**Records for this task**.
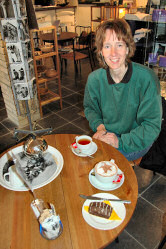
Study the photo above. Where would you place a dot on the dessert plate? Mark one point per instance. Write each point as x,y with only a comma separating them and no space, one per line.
90,152
48,168
105,186
101,223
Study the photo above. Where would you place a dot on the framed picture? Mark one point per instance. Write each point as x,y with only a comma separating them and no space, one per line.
18,73
32,88
23,29
10,30
14,51
20,8
6,9
22,91
29,67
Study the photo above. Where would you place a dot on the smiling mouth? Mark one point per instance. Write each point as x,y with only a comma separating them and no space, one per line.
114,60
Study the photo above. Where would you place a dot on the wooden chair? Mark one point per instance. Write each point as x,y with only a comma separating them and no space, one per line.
135,162
80,50
44,72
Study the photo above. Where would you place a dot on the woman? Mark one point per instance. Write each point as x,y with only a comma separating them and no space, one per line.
122,99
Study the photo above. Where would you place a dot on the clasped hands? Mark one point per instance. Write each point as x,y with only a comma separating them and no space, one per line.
107,137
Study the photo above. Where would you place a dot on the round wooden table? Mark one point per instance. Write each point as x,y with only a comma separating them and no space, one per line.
19,226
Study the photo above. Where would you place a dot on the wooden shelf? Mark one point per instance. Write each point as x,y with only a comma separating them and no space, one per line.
45,96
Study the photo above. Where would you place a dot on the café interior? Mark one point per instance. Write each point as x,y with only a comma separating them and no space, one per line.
63,113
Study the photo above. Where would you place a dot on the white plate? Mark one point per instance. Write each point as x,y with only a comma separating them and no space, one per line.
101,223
45,177
105,186
91,151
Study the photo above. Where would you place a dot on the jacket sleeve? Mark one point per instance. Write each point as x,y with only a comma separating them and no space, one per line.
148,118
92,108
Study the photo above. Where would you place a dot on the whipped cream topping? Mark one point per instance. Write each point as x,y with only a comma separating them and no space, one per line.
106,168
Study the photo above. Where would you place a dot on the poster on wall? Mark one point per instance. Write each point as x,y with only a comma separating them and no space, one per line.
14,51
18,73
29,67
26,49
6,9
22,91
10,30
23,29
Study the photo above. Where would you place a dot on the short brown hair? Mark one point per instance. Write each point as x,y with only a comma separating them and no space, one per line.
122,30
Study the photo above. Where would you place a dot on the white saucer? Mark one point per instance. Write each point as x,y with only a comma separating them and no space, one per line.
105,186
104,224
91,151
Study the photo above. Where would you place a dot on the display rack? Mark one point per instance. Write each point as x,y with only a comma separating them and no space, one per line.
41,53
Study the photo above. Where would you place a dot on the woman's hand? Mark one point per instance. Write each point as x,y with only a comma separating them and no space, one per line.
110,138
100,132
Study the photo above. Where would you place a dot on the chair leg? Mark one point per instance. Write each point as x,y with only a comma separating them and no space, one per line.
162,243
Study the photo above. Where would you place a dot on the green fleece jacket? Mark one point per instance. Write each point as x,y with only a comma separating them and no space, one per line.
132,109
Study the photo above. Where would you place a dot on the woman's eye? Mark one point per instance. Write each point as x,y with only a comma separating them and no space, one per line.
120,45
106,46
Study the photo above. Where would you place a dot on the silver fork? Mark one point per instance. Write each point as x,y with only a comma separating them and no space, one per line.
78,151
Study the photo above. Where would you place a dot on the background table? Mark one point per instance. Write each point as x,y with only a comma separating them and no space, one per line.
19,227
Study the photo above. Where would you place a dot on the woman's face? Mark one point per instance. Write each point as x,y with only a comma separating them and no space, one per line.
114,51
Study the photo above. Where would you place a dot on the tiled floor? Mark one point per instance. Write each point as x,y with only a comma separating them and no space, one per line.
147,225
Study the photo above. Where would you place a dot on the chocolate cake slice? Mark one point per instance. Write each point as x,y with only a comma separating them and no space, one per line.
100,209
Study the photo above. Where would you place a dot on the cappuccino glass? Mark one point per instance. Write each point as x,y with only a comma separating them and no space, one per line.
106,171
13,178
84,142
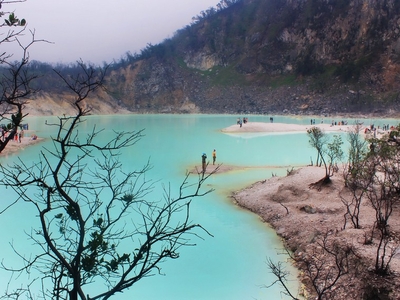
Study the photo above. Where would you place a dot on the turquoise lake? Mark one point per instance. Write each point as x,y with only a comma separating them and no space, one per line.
231,264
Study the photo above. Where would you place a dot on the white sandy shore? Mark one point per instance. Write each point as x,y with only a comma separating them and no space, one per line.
283,127
14,146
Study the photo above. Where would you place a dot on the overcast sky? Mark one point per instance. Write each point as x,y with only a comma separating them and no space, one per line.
100,31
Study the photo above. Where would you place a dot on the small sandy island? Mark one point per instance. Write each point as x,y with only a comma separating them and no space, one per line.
302,215
282,127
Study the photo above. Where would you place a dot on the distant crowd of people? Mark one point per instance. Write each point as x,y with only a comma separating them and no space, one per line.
240,121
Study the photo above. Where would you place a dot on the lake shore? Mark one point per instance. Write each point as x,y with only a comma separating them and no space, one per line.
302,215
253,127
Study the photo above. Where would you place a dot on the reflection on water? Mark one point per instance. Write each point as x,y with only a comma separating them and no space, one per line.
229,265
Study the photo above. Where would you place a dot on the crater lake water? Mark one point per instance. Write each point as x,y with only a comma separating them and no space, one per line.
232,263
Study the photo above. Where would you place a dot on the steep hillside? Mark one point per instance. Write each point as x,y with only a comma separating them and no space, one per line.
273,56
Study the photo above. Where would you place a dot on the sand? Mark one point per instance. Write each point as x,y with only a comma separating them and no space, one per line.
282,202
302,215
283,128
14,146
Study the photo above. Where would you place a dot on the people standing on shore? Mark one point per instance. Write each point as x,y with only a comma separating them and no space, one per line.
214,155
203,162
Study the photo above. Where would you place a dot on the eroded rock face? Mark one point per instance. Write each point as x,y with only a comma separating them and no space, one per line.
202,61
238,61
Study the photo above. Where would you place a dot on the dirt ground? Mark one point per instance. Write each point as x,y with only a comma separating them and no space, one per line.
303,215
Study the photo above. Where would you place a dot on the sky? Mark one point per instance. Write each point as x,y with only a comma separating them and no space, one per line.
98,31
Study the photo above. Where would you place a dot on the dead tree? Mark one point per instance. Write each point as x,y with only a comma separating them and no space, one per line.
324,265
98,224
329,152
15,80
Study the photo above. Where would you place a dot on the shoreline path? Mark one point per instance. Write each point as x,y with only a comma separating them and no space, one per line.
283,127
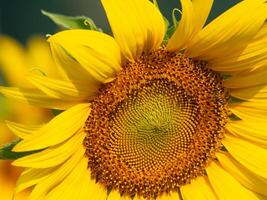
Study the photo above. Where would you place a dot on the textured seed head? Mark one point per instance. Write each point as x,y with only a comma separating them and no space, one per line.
156,126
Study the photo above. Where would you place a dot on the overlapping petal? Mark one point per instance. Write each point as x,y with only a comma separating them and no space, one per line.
226,186
250,155
194,16
137,26
85,55
198,189
223,36
59,129
36,97
243,175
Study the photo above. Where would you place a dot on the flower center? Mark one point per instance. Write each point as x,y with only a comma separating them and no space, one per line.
156,126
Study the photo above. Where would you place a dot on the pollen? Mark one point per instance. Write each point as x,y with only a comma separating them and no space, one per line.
156,126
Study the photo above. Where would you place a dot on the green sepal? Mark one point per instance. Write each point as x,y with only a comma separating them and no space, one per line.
69,22
6,152
168,34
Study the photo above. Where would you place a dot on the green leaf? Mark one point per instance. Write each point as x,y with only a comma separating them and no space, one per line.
6,152
69,22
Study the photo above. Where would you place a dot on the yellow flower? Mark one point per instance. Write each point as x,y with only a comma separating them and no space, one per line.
14,64
142,120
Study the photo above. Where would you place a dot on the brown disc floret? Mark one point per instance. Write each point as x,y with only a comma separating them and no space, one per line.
156,126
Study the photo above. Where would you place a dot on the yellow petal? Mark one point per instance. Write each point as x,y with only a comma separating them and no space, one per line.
198,189
249,113
251,156
194,16
73,91
255,131
52,156
57,176
247,79
35,97
32,177
60,128
21,130
244,176
223,36
201,13
256,93
254,55
170,196
226,186
86,55
70,188
39,56
137,26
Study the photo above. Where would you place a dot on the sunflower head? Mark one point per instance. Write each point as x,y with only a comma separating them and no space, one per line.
146,119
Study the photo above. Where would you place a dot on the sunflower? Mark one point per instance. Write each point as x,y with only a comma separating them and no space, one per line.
14,63
147,119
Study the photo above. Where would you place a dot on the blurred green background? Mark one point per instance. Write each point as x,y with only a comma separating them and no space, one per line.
22,18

**Exercise details**.
The expected output is a verbatim retyping of each line from the one with "on the brown" to the end of the listing above, with both end lines kept and nothing added.

**Written solution**.
Study the photo above. Where would you place a dot on the brown disc floret? Mark one point per instance. Write each point as x,y with only a comma separating them and no space, one per line.
156,126
Study the photo above. Where would you place a dot on the yellow petal? Mark one point per instance. Write each point as x,y with only a comma separating them and no space, one per line.
198,189
249,113
251,156
194,16
73,91
255,131
52,156
57,176
247,79
35,97
32,177
60,128
21,130
244,176
223,36
201,13
256,93
254,55
170,196
226,186
86,55
70,188
39,56
137,26
Study the photo above. Where would you place a dot on the sunflower head? Mark one point per instance. Write each point as x,y with only a comma separating them and no space, one per line.
146,119
Study the photo above. Where would you place a dot on the sunflower? Mark one point per instance. Write each point as x,y with only a comma separating them and no space, one per line.
14,63
147,119
Study the photo above. Where would you place a dot on the blurred green background? Mark one point per instance. Write each point as x,y with only a comma separating them and no space, one per line.
22,18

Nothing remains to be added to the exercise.